Below are records; output all of them exactly.

Spatial localization data
---------------

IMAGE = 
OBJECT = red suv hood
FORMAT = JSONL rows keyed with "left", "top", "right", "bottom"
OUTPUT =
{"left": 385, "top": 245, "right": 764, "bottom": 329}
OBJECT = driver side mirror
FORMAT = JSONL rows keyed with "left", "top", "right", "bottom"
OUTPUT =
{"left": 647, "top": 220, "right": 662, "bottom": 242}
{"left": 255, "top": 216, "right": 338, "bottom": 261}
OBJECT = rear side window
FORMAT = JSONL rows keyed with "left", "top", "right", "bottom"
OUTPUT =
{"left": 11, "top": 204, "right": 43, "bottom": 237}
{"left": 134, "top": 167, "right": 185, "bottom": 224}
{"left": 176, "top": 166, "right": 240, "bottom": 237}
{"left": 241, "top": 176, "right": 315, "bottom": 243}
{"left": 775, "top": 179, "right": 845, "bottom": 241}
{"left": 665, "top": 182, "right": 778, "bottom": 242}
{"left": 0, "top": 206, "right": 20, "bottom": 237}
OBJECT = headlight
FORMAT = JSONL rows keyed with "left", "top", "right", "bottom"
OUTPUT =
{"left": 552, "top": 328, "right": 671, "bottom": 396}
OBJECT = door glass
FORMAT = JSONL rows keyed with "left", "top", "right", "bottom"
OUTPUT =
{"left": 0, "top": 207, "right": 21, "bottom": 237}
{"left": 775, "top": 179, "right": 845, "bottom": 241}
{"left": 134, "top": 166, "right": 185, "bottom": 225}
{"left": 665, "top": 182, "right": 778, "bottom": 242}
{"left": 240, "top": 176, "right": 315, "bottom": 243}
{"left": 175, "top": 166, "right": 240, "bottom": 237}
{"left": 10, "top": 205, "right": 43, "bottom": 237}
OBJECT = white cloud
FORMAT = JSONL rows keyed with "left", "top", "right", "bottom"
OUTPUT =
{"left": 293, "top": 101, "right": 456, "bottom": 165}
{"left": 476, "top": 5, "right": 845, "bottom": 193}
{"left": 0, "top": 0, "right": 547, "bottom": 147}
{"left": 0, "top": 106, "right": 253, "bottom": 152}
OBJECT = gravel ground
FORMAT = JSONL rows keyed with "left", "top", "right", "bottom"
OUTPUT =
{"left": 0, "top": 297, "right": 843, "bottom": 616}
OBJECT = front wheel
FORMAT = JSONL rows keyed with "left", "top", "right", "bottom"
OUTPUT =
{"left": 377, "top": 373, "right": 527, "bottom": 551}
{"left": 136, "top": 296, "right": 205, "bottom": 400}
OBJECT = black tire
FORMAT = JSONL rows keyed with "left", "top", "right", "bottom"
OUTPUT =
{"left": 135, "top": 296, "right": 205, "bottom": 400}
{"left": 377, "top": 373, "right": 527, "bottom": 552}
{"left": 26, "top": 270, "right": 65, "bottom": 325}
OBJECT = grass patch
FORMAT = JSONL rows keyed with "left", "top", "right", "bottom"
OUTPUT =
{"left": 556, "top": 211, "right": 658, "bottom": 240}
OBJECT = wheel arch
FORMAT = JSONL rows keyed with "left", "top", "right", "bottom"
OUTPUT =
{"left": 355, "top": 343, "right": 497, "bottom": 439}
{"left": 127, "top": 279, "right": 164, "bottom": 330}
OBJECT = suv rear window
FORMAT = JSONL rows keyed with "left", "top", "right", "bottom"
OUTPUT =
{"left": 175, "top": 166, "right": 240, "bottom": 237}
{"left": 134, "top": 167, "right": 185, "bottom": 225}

---------------

• **Answer box**:
IMAGE = 
OBJECT = red suv hood
FORMAT = JSONL rows keyed with "left", "top", "right", "bottom"
OUTPUT =
{"left": 385, "top": 245, "right": 764, "bottom": 329}
OBJECT = driver side mirror
FORMAT = JSONL rows keyed with "left", "top", "right", "bottom"
OUTPUT =
{"left": 647, "top": 220, "right": 662, "bottom": 242}
{"left": 255, "top": 216, "right": 338, "bottom": 261}
OBJECT = rear side window
FORMAT = JSONL rows keyed with "left", "top", "right", "bottom"
OUTPUT =
{"left": 11, "top": 204, "right": 43, "bottom": 237}
{"left": 134, "top": 167, "right": 185, "bottom": 224}
{"left": 176, "top": 166, "right": 240, "bottom": 237}
{"left": 241, "top": 176, "right": 315, "bottom": 243}
{"left": 775, "top": 179, "right": 845, "bottom": 241}
{"left": 665, "top": 182, "right": 778, "bottom": 242}
{"left": 0, "top": 206, "right": 20, "bottom": 237}
OBJECT = headlight
FORMAT = JSONL rows keyed with "left", "top", "right", "bottom"
OUTPUT =
{"left": 552, "top": 328, "right": 671, "bottom": 396}
OBJECT = door glass
FORMAT = JSONL rows keyed with "left", "top", "right", "bottom"
OUTPUT =
{"left": 0, "top": 207, "right": 21, "bottom": 237}
{"left": 775, "top": 179, "right": 845, "bottom": 241}
{"left": 134, "top": 166, "right": 185, "bottom": 225}
{"left": 665, "top": 182, "right": 778, "bottom": 242}
{"left": 240, "top": 176, "right": 315, "bottom": 243}
{"left": 175, "top": 166, "right": 240, "bottom": 237}
{"left": 10, "top": 205, "right": 43, "bottom": 237}
OBJECT = white cloud
FORMAT = JSONL rows keyed with "left", "top", "right", "bottom"
OUTPUT =
{"left": 293, "top": 101, "right": 456, "bottom": 165}
{"left": 476, "top": 5, "right": 845, "bottom": 193}
{"left": 0, "top": 0, "right": 547, "bottom": 147}
{"left": 0, "top": 106, "right": 253, "bottom": 152}
OBJECT = gravel ground
FORMAT = JSONL rows keyed with "left", "top", "right", "bottom"
OUTPUT =
{"left": 0, "top": 297, "right": 843, "bottom": 616}
OBJECT = front wheel
FORMAT = JSONL rows keyed with "left", "top", "right", "bottom"
OUTPUT =
{"left": 377, "top": 373, "right": 527, "bottom": 551}
{"left": 136, "top": 296, "right": 205, "bottom": 400}
OBJECT = black tire
FORMAT = JSONL rows keyed with "left", "top", "right", "bottom"
OUTPUT =
{"left": 135, "top": 296, "right": 205, "bottom": 400}
{"left": 377, "top": 373, "right": 527, "bottom": 552}
{"left": 26, "top": 270, "right": 65, "bottom": 325}
OBJECT = grass patch
FORMAT = JSONL rows keyed with "left", "top", "right", "bottom"
OUTPUT =
{"left": 556, "top": 211, "right": 658, "bottom": 240}
OBJECT = wheel arch
FORMAT = JSONL rows keyed with "left", "top", "right", "bottom"
OUTPUT =
{"left": 355, "top": 343, "right": 497, "bottom": 439}
{"left": 127, "top": 279, "right": 164, "bottom": 330}
OBJECT = suv rear window
FORMAT = JSONL rows keyed with "left", "top", "right", "bottom"
OUTPUT =
{"left": 175, "top": 166, "right": 240, "bottom": 237}
{"left": 134, "top": 167, "right": 185, "bottom": 225}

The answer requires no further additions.